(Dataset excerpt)
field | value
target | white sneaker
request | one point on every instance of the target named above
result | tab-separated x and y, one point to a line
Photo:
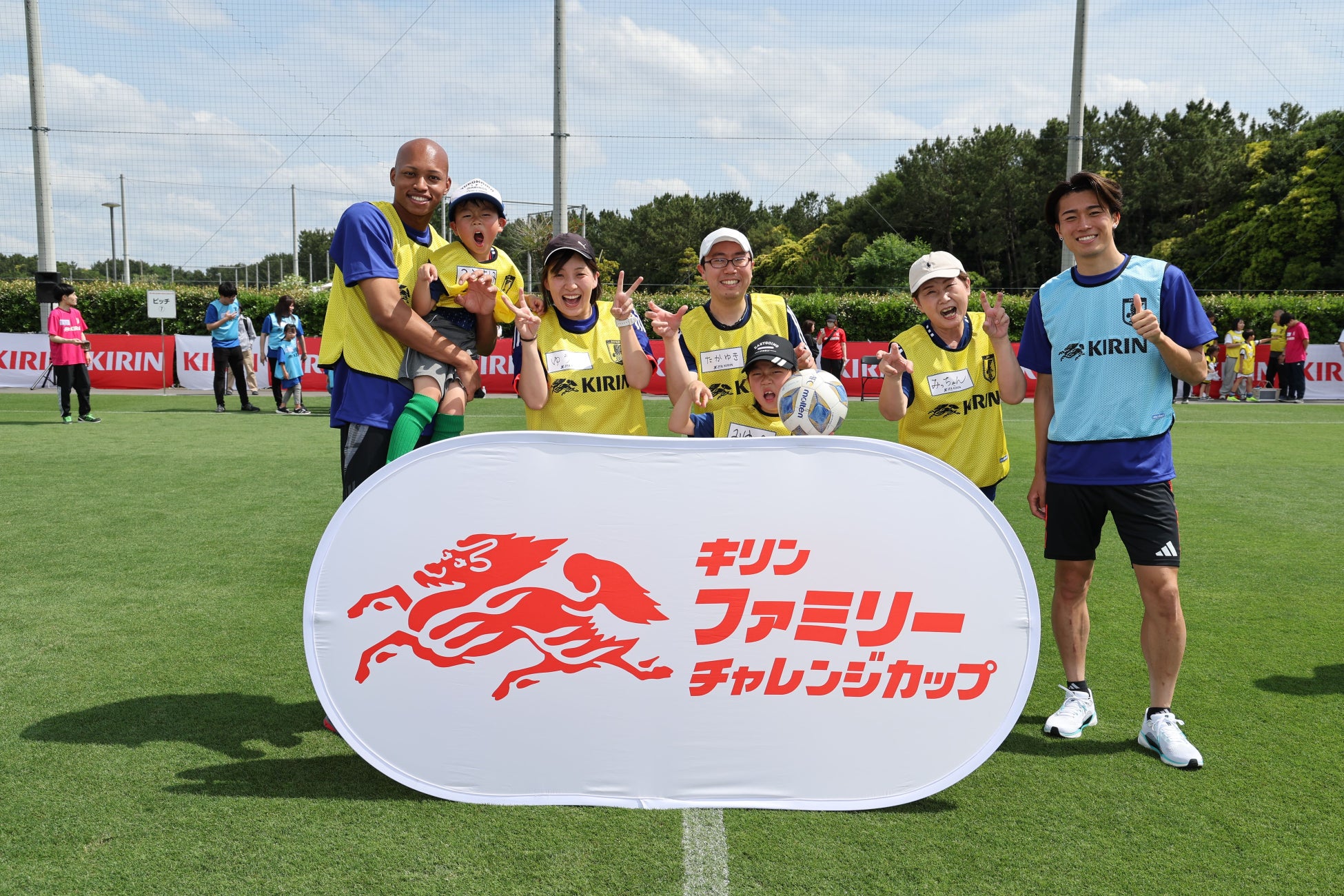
1163	735
1078	712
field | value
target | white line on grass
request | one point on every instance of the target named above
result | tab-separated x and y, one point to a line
704	853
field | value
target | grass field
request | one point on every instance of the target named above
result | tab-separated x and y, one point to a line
159	733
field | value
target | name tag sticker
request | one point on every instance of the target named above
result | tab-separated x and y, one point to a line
564	360
740	430
949	382
724	359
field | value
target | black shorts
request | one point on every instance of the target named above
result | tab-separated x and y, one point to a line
1146	518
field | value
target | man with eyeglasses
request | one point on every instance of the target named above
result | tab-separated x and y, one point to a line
714	338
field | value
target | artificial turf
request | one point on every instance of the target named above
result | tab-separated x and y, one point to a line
159	731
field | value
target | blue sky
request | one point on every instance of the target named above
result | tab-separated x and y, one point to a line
214	109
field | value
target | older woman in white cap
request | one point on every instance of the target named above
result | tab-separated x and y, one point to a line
581	363
714	338
945	378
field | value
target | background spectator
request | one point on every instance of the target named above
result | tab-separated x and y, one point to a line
246	338
70	354
273	328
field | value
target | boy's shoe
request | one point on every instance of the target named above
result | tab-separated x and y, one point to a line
1163	735
1077	712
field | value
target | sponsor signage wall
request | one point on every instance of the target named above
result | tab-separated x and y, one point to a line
539	655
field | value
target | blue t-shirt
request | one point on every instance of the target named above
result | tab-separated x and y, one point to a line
795	332
1130	461
225	335
578	328
362	247
274	332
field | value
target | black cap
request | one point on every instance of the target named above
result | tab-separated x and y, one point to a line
775	349
571	242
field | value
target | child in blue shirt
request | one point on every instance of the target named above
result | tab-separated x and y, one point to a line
289	372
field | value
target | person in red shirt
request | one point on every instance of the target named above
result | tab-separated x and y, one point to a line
1294	359
833	351
70	354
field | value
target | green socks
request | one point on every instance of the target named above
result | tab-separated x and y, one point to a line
413	421
447	426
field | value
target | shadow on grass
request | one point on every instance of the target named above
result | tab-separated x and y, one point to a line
312	778
1323	680
219	722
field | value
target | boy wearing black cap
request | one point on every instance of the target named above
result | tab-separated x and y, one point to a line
771	362
482	277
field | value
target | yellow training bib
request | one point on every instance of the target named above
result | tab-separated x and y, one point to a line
720	351
349	332
589	393
956	413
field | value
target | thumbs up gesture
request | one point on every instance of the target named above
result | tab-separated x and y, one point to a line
1144	321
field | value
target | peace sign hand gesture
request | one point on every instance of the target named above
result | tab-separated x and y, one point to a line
624	304
894	363
666	324
996	318
526	323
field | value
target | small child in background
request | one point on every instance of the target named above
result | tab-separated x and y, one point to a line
1245	367
289	371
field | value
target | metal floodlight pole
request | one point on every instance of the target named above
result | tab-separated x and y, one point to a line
1075	112
294	225
48	276
125	252
560	209
112	225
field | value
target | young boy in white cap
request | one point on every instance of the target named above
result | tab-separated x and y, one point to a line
945	378
714	338
771	362
478	274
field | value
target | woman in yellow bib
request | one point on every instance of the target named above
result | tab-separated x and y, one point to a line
582	363
945	378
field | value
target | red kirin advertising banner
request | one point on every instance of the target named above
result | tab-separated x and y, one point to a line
646	624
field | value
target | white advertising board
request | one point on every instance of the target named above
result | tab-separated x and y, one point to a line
587	620
161	303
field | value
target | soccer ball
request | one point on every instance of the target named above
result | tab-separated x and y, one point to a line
812	403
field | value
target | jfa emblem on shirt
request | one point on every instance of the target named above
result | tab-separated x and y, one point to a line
1128	308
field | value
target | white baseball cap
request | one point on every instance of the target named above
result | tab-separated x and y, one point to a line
725	236
475	188
933	265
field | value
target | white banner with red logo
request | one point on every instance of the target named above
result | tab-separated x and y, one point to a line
645	622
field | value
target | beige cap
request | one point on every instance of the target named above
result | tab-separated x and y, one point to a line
933	265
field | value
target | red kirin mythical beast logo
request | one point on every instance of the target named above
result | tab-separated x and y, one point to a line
560	627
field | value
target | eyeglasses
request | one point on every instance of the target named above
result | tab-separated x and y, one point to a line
720	263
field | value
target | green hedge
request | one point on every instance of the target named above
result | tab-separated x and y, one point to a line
114	308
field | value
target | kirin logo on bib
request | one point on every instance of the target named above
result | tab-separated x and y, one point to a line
467	611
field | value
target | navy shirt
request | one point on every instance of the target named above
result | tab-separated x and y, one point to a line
362	247
1132	461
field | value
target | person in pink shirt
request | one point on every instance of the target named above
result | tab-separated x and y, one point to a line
70	354
1294	359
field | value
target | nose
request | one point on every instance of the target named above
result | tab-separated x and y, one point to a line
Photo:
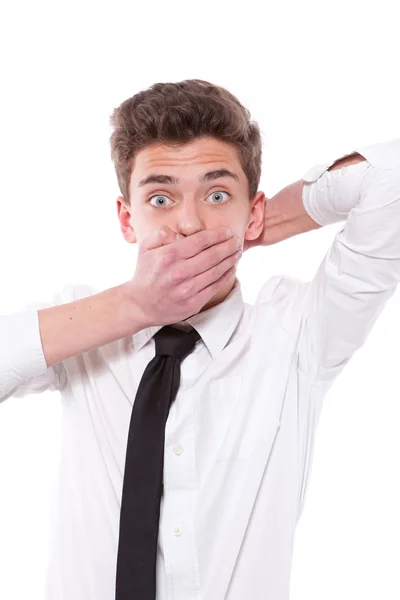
189	221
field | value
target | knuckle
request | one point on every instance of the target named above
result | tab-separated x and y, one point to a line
177	277
217	271
214	256
201	240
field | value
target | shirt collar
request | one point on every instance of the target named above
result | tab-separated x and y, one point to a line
215	325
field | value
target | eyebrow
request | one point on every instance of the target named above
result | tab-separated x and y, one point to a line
167	179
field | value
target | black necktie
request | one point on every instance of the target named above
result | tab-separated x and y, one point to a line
143	476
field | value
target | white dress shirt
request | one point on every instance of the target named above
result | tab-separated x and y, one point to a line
240	434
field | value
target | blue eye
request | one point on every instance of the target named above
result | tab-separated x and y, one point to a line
164	198
219	194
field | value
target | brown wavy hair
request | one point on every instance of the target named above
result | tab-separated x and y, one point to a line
177	113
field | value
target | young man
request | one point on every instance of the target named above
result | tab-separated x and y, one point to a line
238	441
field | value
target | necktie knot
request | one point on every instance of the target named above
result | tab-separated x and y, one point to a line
175	342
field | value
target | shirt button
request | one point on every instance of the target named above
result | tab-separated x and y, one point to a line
178	449
177	530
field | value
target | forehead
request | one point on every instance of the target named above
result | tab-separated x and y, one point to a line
194	155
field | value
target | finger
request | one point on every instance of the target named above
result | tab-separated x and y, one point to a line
197	242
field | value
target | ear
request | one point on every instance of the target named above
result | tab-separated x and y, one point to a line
257	217
124	216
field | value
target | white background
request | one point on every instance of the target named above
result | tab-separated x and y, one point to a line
321	79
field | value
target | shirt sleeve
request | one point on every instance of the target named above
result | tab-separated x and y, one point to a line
361	269
23	368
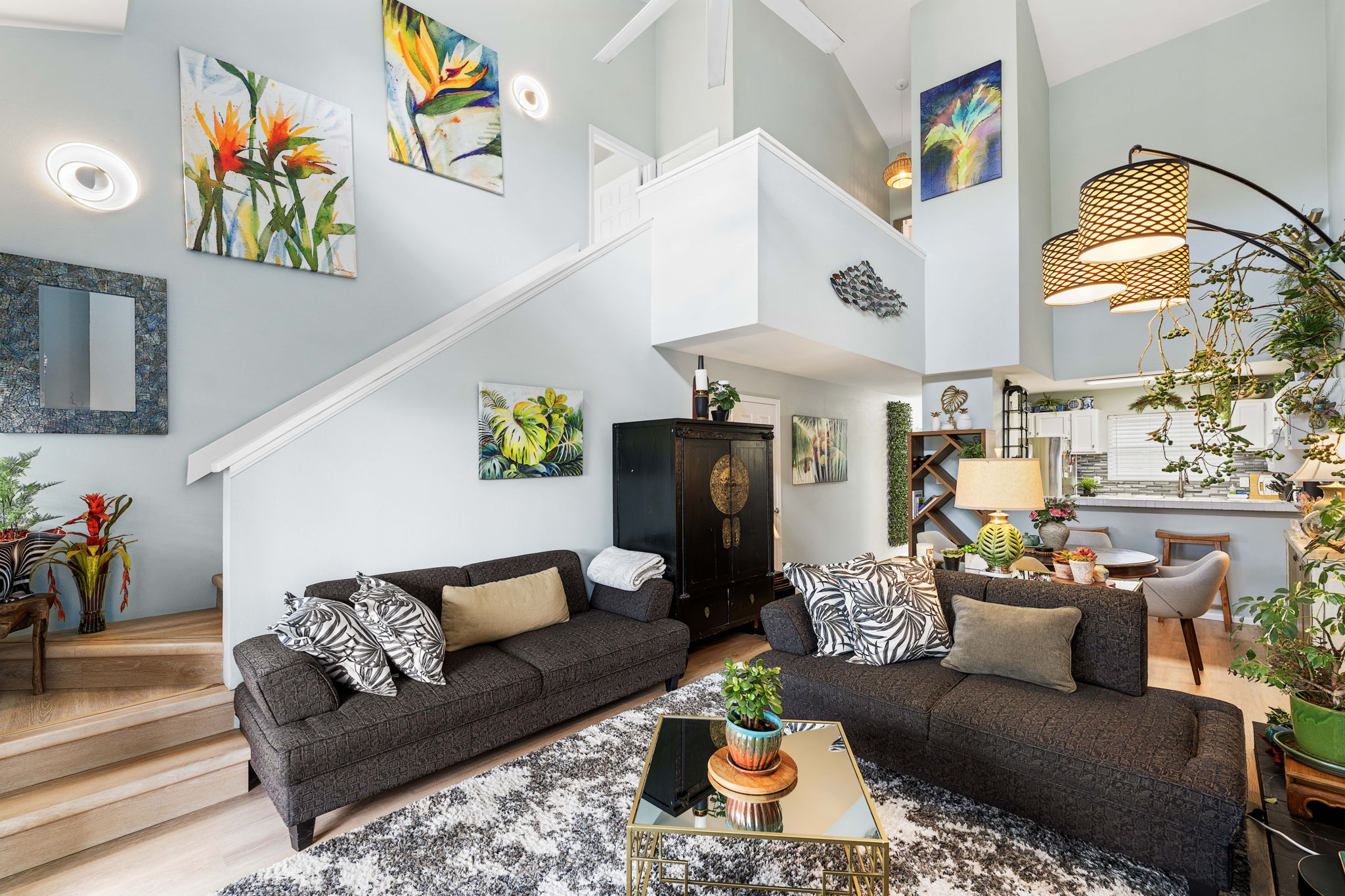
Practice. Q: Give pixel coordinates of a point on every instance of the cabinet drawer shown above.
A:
(747, 599)
(703, 613)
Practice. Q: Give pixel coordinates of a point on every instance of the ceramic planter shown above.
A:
(753, 752)
(1319, 730)
(1053, 535)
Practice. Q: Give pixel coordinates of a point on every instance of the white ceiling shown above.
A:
(1075, 37)
(101, 16)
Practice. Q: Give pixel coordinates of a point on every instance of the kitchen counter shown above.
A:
(1235, 505)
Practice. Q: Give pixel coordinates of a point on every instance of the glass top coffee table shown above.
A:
(827, 805)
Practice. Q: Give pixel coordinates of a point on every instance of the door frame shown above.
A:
(599, 137)
(775, 463)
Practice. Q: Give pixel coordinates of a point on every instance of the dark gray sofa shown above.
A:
(318, 746)
(1158, 775)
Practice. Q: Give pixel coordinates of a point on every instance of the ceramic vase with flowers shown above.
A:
(89, 559)
(753, 729)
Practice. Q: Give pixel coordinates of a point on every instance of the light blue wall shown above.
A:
(248, 336)
(1250, 93)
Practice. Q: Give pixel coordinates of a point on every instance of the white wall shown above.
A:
(1250, 93)
(390, 484)
(248, 336)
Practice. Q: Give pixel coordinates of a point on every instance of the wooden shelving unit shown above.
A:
(948, 448)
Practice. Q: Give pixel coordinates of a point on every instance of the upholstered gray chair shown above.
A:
(1185, 593)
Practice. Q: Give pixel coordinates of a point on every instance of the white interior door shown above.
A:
(766, 410)
(615, 207)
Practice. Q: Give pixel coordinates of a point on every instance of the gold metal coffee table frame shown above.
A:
(865, 871)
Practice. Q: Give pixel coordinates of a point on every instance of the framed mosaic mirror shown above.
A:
(82, 350)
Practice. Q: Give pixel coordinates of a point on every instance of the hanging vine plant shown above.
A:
(1301, 326)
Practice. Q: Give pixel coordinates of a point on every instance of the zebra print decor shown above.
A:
(405, 628)
(896, 613)
(346, 651)
(826, 602)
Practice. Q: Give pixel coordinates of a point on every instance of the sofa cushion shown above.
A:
(894, 698)
(594, 644)
(482, 681)
(1173, 757)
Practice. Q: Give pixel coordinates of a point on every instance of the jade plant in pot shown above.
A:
(752, 715)
(1301, 643)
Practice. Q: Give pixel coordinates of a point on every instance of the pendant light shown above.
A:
(1069, 281)
(1156, 282)
(1134, 211)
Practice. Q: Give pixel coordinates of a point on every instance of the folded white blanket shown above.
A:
(626, 570)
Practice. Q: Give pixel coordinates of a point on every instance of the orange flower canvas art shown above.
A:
(267, 169)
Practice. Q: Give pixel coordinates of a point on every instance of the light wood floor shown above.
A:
(214, 847)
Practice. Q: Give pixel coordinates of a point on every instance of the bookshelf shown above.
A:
(940, 450)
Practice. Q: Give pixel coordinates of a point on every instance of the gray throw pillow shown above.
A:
(1028, 644)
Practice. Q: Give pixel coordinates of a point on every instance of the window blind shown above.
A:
(1133, 456)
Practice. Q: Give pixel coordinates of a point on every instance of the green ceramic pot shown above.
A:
(1319, 731)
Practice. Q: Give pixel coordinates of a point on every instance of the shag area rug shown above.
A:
(553, 824)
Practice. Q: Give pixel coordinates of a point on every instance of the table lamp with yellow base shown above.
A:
(1000, 485)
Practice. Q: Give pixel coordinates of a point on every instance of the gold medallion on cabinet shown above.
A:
(730, 484)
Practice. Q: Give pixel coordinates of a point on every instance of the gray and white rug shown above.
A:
(553, 824)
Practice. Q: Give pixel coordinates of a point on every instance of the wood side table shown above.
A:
(18, 616)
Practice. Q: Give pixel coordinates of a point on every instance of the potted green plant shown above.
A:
(1301, 643)
(722, 398)
(752, 710)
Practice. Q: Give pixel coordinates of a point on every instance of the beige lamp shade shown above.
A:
(1134, 211)
(898, 175)
(1000, 484)
(1156, 282)
(1069, 281)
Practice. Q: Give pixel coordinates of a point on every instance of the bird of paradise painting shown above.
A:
(443, 100)
(961, 132)
(267, 169)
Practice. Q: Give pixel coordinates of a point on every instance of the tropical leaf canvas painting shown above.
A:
(443, 100)
(961, 127)
(821, 450)
(529, 431)
(267, 169)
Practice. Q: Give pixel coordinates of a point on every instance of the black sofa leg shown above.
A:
(301, 834)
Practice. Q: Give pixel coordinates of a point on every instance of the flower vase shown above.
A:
(1053, 535)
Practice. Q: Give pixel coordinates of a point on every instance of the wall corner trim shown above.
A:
(280, 426)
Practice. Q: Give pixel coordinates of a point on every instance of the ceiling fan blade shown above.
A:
(632, 30)
(717, 41)
(806, 23)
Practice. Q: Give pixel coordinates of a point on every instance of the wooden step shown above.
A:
(181, 651)
(61, 817)
(45, 753)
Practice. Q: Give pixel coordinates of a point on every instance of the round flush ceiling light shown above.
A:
(93, 177)
(530, 97)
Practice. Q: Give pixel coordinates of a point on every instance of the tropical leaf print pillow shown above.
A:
(346, 651)
(405, 628)
(826, 602)
(894, 612)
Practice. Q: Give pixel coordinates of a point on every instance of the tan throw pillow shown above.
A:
(1028, 644)
(485, 613)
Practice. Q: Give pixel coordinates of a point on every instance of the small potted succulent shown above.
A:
(722, 399)
(752, 710)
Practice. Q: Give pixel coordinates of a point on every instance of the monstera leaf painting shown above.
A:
(529, 431)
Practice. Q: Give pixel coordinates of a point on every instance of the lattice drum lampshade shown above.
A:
(1069, 281)
(898, 175)
(1156, 282)
(1134, 211)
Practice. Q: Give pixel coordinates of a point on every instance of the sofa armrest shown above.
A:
(654, 601)
(789, 628)
(288, 685)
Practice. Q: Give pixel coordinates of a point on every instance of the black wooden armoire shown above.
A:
(699, 495)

Your instructions: Starting from the line with "canvas painting shown above." and ending with the final line of the data, quote every line exactly, both ends included.

Output for this task:
Practice. Q: Give pixel coordinates of a point on every instance of the tropical leaf canvas painting shown above.
A:
(443, 100)
(961, 127)
(821, 450)
(529, 431)
(267, 169)
Practice. Q: Give pixel coordinates of a point on every instance of the black sofa leg shown above.
A:
(301, 834)
Practice. Q: Give pixel coordinates of a point on every instance of the flower vase shown above.
A:
(1053, 535)
Practice. Q: Give pixel coordinates of a point on every instance of the wall corner trim shown above.
A:
(280, 426)
Practice. Q: Give pixel coordinates of a point on every instance of the ceiling fan blade shown above.
A:
(632, 30)
(717, 41)
(806, 23)
Practice. Q: Give pixel coordinates of a point on every instance of the wooden step shown above.
A:
(181, 651)
(61, 817)
(45, 753)
Practice. Q: Give pixel coordinates of a point on every instance of the round flush ceiling light shown above.
A:
(93, 177)
(530, 97)
Practice. Q: Give pixel coordinates of a point on every instance of the tropical leaf print pillow shown above.
A:
(346, 651)
(405, 628)
(826, 602)
(894, 612)
Practice. Q: Give pixel coordinates of a point on every instance of the tan throw pillow shown above.
A:
(1028, 644)
(485, 613)
Practice. Q: Give pixel coordinates of a point on every instance of the small potted succulent shown above.
A:
(722, 399)
(752, 710)
Practice. Q: Give pixel coordinates of a point on every instance of the monstera leaf painting shown above.
A:
(529, 431)
Practice. Q: Give pixel coordinates of a point on every instance of the lattice drum lampshade shown above.
A:
(1069, 281)
(898, 175)
(1156, 282)
(1134, 211)
Practice. Q: Give pixel coordinates of a point on every instance of the sofa armrest shown above.
A:
(654, 601)
(789, 628)
(288, 685)
Practice. Q: Give pixel coordinates of a point on every instance of the black wooden armoire shown above.
A:
(699, 495)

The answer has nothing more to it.